_Source document_.
A Hope
So things have been pretty bad lately. The culture war is as far from won as ever. And I’m getting sued by a patent troll, which is a daily reminder of how completely broken our societial reward mechanisms are. Thinking of naming my next song
complexity a decaying oligarchy can no longer maintain
and trying to write one those 10 minute long emo ballads that spans the industrial revolution to now about how Nietzsche gave way to Bronze Age Mindset and after COVID it’s even hard to delight in that because it all feels so hollow. How many booster u get bro?
Reread the unabomber manifesto (1995) recently, and it is as unanswered as ever.
I can’t bring myself to accept his conclusion that technology is bad and our only hope is to destroy it. Then I would forfeit any hope of being able to know everything. And any hope of meeting God. I will die before I give up my hope for technology because that’s the only thing I am living for.
And then there’s the other issue. We solved self driving cars years ago, we just haven’t found all the bugs yet. We hit a point in AI where it’s mostly the lack of compute that’s frustrating. I haven’t seen new ideas in a while, in fact the field is moving further from it’s roots as all the noobs and hanger-on-ers show up.

_Data excerpts_.

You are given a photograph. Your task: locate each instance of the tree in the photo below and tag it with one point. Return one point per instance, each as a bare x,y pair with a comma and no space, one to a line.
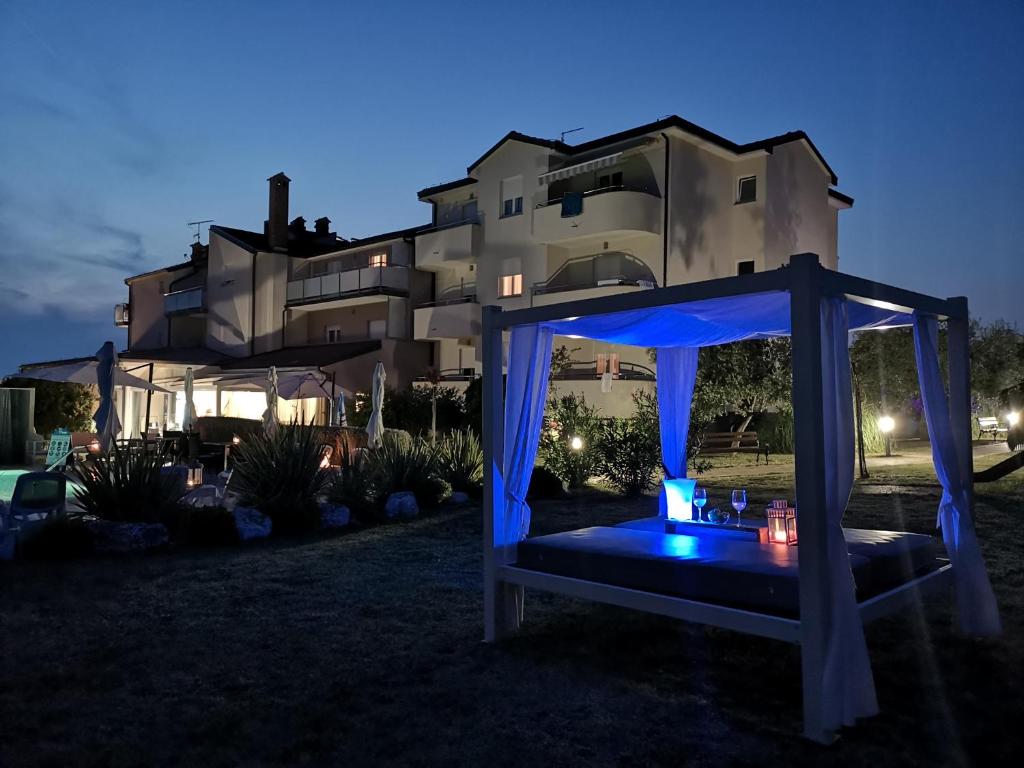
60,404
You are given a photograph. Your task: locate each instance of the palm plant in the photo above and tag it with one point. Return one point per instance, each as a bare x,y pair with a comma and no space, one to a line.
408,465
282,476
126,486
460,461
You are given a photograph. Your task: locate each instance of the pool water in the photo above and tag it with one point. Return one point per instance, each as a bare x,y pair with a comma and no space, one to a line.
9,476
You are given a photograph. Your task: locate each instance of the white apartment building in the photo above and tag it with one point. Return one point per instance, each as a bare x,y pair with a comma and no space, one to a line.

==

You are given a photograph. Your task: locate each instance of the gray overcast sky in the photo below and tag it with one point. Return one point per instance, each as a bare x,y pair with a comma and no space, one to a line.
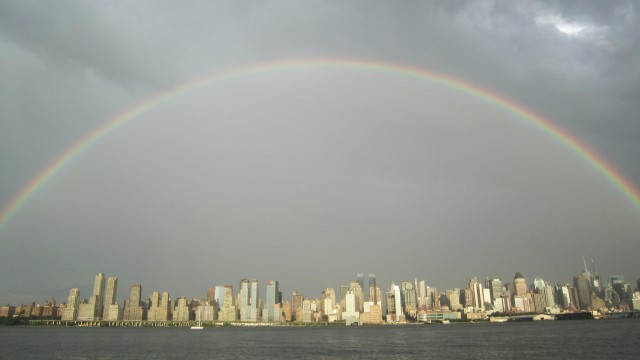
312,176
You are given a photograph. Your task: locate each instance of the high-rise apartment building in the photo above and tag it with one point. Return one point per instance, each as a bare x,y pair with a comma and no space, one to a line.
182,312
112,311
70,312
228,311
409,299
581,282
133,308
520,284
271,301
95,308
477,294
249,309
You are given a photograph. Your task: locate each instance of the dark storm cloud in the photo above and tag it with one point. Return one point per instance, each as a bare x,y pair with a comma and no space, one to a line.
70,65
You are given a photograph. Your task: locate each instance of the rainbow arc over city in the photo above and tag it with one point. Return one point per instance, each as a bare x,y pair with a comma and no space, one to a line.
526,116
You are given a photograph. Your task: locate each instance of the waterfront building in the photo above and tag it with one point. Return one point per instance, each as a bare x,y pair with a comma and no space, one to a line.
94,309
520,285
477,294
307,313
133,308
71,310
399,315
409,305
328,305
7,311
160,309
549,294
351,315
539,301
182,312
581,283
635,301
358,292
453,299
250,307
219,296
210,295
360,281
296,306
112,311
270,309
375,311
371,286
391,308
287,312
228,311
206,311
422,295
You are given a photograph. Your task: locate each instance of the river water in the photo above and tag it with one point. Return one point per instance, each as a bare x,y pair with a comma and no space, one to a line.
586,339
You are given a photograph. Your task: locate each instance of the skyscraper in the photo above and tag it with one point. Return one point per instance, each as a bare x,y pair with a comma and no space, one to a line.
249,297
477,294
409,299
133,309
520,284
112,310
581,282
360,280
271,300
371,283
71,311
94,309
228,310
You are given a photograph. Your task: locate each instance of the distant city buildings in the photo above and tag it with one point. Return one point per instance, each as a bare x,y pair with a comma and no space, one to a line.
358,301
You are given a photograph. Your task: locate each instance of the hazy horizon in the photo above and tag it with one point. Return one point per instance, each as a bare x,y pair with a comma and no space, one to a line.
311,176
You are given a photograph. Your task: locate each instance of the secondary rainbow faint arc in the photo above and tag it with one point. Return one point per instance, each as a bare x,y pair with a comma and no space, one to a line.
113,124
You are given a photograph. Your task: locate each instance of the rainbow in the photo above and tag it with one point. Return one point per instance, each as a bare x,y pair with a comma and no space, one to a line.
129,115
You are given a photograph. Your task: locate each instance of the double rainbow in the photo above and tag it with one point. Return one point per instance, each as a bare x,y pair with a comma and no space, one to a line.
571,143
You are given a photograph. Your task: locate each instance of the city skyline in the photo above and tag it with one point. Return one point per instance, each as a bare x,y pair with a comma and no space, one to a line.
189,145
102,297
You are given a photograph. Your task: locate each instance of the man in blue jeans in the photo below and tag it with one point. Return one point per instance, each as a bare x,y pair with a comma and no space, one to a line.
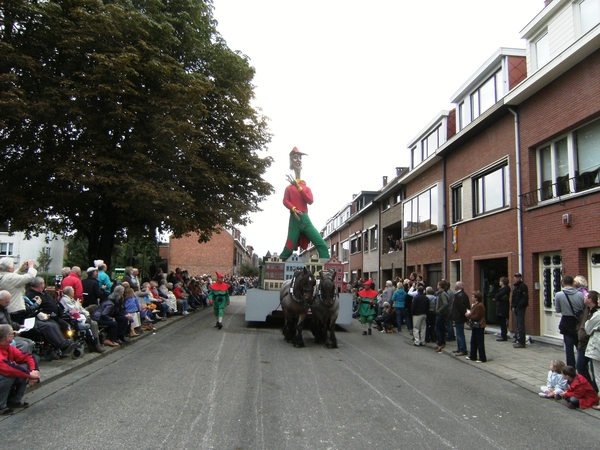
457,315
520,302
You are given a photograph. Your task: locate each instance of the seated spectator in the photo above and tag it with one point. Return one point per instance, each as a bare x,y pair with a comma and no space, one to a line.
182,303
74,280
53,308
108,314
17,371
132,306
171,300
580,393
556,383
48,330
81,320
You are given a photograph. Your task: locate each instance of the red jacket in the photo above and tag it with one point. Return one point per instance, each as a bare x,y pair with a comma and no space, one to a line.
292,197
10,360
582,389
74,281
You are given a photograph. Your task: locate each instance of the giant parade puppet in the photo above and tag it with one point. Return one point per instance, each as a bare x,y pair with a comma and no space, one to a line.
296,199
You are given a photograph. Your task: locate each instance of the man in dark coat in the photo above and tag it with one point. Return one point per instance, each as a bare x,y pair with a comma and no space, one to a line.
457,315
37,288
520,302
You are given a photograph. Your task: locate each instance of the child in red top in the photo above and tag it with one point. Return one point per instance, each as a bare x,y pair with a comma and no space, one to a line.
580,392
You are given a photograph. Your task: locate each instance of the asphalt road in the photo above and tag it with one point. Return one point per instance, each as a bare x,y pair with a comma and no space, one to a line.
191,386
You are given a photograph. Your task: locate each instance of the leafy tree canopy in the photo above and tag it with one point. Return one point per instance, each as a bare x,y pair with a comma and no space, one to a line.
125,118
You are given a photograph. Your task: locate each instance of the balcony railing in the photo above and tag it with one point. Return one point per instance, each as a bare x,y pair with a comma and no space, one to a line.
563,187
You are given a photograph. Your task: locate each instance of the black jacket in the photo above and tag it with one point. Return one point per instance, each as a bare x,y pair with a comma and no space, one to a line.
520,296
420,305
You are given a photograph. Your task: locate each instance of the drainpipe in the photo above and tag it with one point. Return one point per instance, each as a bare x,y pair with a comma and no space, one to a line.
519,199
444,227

_What you need to do_.
1) Answer these from the piece titled "A Hope":
(a) Who is suing the author?
(b) What document did the author reread, and what year is given for it?
(c) According to the author, what is mostly frustrating at the current point in AI?
2) List every thinker or piece of writing that the piece titled "A Hope" mentions by name.

_Solutions for each task_.
1)
(a) A patent troll.
(b) The unabomber manifesto, 1995.
(c) The lack of compute.

2)
- Nietzsche
- Bronze Age Mindset
- the unabomber manifesto